#### Records for processing:
== Segment start ==

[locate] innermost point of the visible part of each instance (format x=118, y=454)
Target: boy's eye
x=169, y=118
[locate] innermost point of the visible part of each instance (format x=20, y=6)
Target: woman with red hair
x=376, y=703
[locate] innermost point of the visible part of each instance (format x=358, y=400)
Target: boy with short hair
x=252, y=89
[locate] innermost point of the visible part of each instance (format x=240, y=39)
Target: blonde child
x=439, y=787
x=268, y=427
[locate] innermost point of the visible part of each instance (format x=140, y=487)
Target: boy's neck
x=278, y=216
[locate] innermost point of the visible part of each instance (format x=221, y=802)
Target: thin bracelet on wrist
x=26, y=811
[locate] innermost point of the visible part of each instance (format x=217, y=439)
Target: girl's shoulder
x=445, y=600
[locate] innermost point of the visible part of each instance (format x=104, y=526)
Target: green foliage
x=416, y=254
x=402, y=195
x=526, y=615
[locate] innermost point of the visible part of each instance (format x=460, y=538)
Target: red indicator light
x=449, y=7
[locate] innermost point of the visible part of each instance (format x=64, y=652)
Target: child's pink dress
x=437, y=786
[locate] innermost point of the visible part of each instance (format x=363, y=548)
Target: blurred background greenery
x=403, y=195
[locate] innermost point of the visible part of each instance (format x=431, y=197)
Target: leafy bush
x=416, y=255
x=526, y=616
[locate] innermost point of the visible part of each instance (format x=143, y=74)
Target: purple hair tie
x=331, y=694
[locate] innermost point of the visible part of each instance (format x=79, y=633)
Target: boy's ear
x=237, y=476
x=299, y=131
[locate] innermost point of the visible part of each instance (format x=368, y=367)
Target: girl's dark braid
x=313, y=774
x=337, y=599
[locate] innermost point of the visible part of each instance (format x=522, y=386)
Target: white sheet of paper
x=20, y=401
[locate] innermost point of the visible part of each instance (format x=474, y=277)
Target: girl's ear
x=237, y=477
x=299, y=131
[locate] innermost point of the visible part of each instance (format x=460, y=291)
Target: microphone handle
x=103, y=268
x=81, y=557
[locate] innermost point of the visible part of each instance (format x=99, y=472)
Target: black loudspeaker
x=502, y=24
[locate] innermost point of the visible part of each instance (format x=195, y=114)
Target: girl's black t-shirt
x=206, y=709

== Segment end ==

#### Work to be completed:
If a line comes after the one containing "(format x=363, y=548)", leave it out; set down every line of the data before it, and that line itself, exactly.

#### Answer to the exercise:
[locate] innermost point of the visible part of each instance (format x=118, y=454)
Target: boy's eye
x=169, y=118
[locate] innermost point of the visible part of each instance (format x=20, y=6)
Target: woman with red hair
x=376, y=703
[locate] innermost point of the visible part of each instance (format x=358, y=400)
Target: boy with short hair
x=252, y=89
[locate] innermost point of the visible part of each instance (format x=240, y=39)
Target: blonde child
x=439, y=787
x=268, y=427
[locate] innermost point of the visible part of each instance (format x=140, y=487)
Target: boy's neck
x=278, y=216
[locate] innermost point of the visible part of each instance (format x=221, y=802)
Target: thin bracelet on wrist
x=26, y=811
[locate] innermost point of the visible part of each instance (format x=217, y=439)
Target: girl's shoulder
x=445, y=600
[locate] innermost point of the visible part of each instance (format x=104, y=526)
Target: green foliage
x=416, y=254
x=402, y=195
x=526, y=615
[locate] innermost point of the visible part of each instance (format x=460, y=538)
Target: red indicator light
x=449, y=7
[locate] innermost point of the visible part of each instance (format x=64, y=652)
Target: child's pink dress
x=437, y=786
[locate] innermost point of the visible part of each instance (format x=363, y=548)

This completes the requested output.